#### Required work
A: According to the court opinion below, why must the judge decide whether the Housing and Rent Act of 1949 is valid before going any further? Answer in one to three sentences.
B: Repeat the part of the court opinion below from "By bench announcement" to "my final decision.".

══ Document ══

SHAW, District Judge.
The precise question for decision in this case is the validity of the Housing and Rent Act of 1949, 50 U.S.C.A.Appendix, §§ 1884, 1892-1896, 1899, 1907-1910, because the only basis or reason for claiming jurisdiction in this Court is founded upon that Act. If the Act is constitutional and valid, I have jurisdiction to proceed and determine the issues in question. If the Act is not constitutional I have no power to proceed further. An unconstitutional Act is void at all times and for all purposes, and because jurisdiction can neither be conferred nor waived by consent of the parties it is a question that may be raised at any time in any court. It would be inadvisable for me to proceed further without deciding that basic question, and reluctant as I am to assume so grave a responsibility I must do so.
By bench announcement at the conclusion of the arguments, and after consideration of the original briefs, I have made it clear that I consider the local option provisions of the present Act to be unconstitutional and void. Sec. 204(j) (1, 2, and 3). I shall presently express my reasons for so holding. At that time I stated that I would consider the further question as to whether or not the invalidity of those provisions rendered the entire Act void and would announce my final conclusions in a written opinion. Since that time the parties have filed additional briefs and at my request have submitted to me all those portions of the Congressional Record appearing to be pertinent to the subject, with various passages marked by counsel. I have considered all of these, together with the additional briefs, and after much study and thought am now ready to give my final decision.

═══
══ Record excerpts ══

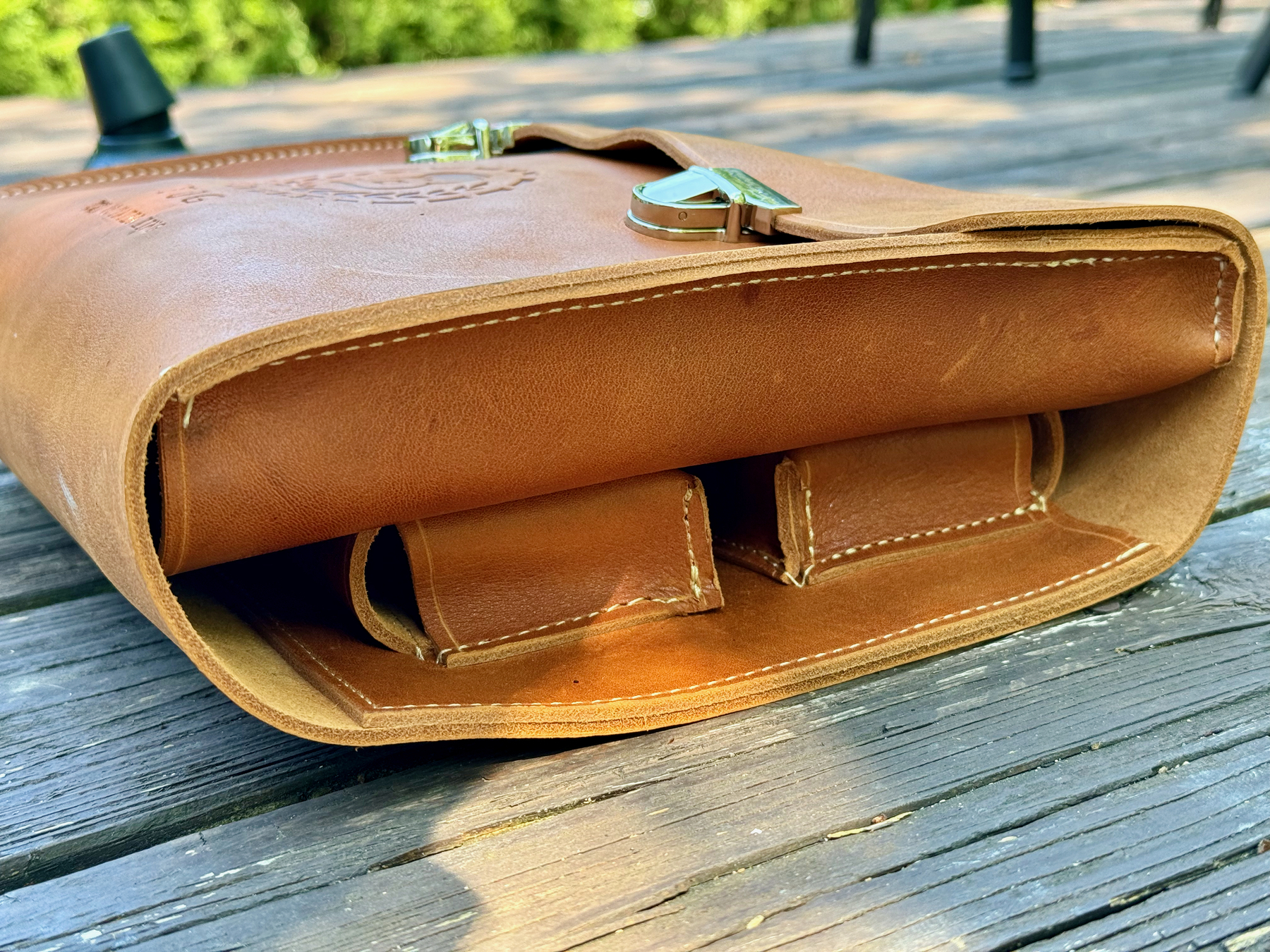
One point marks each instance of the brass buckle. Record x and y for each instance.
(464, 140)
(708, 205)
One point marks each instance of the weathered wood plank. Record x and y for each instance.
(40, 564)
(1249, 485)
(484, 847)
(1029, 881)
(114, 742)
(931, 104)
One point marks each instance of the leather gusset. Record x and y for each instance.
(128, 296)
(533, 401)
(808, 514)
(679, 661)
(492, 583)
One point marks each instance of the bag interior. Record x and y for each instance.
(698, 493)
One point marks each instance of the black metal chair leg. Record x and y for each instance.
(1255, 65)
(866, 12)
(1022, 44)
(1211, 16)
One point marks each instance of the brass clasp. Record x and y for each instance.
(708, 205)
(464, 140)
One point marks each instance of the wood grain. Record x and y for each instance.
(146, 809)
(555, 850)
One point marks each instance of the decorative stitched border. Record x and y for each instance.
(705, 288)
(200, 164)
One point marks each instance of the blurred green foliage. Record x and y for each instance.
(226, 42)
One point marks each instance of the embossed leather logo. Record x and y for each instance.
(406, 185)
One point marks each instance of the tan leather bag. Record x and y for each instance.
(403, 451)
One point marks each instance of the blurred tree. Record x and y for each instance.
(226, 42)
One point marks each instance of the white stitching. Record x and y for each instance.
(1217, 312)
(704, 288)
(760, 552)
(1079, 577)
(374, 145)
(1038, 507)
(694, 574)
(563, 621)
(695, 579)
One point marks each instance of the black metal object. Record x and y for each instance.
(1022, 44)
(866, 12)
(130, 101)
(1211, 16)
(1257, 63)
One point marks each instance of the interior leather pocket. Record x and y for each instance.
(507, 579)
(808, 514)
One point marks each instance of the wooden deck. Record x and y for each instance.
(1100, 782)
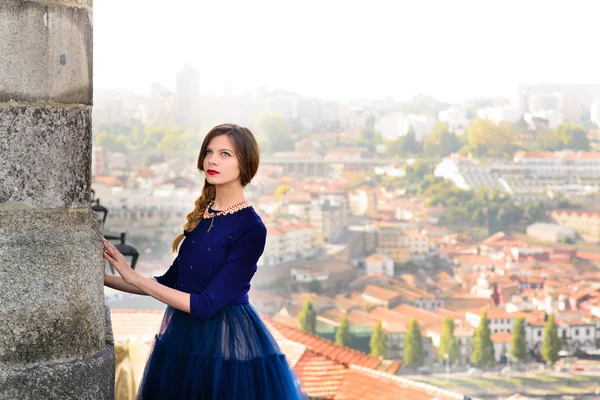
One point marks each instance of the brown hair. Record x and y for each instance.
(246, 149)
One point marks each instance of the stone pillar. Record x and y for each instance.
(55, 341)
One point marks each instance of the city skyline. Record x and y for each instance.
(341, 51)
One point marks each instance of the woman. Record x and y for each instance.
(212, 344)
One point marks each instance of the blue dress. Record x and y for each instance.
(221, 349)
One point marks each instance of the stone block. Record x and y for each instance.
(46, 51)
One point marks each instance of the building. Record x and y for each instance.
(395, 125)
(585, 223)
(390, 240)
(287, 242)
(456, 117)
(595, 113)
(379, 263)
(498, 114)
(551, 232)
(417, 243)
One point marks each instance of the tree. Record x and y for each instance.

═══

#### Worked answers
A: The only basis for claiming jurisdiction in this court is the Act. If the Act is constitutional, the judge can proceed, but if it is not, he has no power to go further. Because jurisdiction cannot be conferred or waived by the parties' consent, the question may be raised at any time.

B:
By bench announcement at the conclusion of the arguments, and after consideration of the original briefs, I have made it clear that I consider the local option provisions of the present Act to be unconstitutional and void. Sec. 204(j) (1, 2, and 3). I shall presently express my reasons for so holding. At that time I stated that I would consider the further question as to whether or not the invalidity of those provisions rendered the entire Act void and would announce my final conclusions in a written opinion. Since that time the parties have filed additional briefs and at my request have submitted to me all those portions of the Congressional Record appearing to be pertinent to the subject, with various passages marked by counsel. I have considered all of these, together with the additional briefs, and after much study and thought am now ready to give my final decision.